**Problems to work on:**
a) Retype a passage from the profile of Amber Torrance, starting at the words "I enjoy being" and stopping after the words "her unapologetic nature.".
b) Answer these questions using the profile of Amber Torrance.
(i) Which project showcases unknown history of the BBC?
(ii) What three hands-on ways of working does the profile name?
(iii) To whom does the essay publication pay homage?

**Page extract:**
_ _ _ _ _
Amber Torrance (she/her)
A key focus in all my work is communication and how to push this to its most lateral and visual sense. I enjoy research and opening the minds of others by exploring obscure angles of well-known topics and this is seen in each of my projects. Especially in my Seeing Sound project as it is so mysterious in visuals yet direct in it’s purpose as it showcases unknown history of the BBC.
I enjoy being hands-on when I work, whether that is filming on location, exploring textured paper or utilising everyday objects in unusual ways for unexpected visuals. I think the more tactile, interactive and emotionally evocative I can be will always increase communication and engagement.
I want my work to be understood by all and tackling classism in design is a core value for me which is seen in my essay publication, Kitsch Values: A Defence. This project is one I am most proud of as it is so iconic due to embracing animal prints, bold colours and unique contrasting textures like gloss and felt. It is approachable and clear in its messaging due do its homage to Kat Moon from Eastenders as she is epitome of kitsch and someone loved for her unapologetic nature.
_ _ _ _ _
Records contained in a dataset

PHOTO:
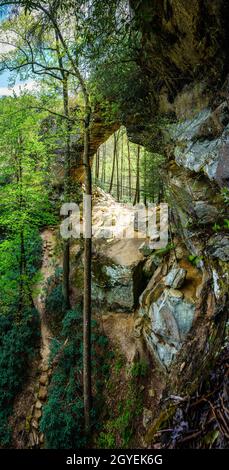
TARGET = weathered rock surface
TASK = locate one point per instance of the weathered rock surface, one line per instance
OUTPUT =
(175, 277)
(118, 277)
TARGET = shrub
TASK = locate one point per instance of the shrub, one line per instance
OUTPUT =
(16, 351)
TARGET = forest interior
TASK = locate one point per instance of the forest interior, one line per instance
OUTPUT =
(114, 224)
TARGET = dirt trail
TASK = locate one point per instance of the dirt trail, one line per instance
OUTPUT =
(28, 404)
(47, 270)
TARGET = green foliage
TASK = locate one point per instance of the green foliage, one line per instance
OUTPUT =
(216, 227)
(195, 260)
(119, 430)
(164, 251)
(225, 195)
(17, 341)
(226, 224)
(54, 303)
(63, 420)
(139, 369)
_ _ _ _ _
**Set of answers:**
a)
I enjoy being hands-on when I work, whether that is filming on location, exploring textured paper or utilising everyday objects in unusual ways for unexpected visuals. I think the more tactile, interactive and emotionally evocative I can be will always increase communication and engagement.
I want my work to be understood by all and tackling classism in design is a core value for me which is seen in my essay publication, Kitsch Values: A Defence. This project is one I am most proud of as it is so iconic due to embracing animal prints, bold colours and unique contrasting textures like gloss and felt. It is approachable and clear in its messaging due do its homage to Kat Moon from Eastenders as she is epitome of kitsch and someone loved for her unapologetic nature.

b)
(i) The Seeing Sound project
(ii) Filming on location, exploring textured paper, and using everyday objects in unusual ways for unexpected visuals
(iii) Kat Moon from Eastenders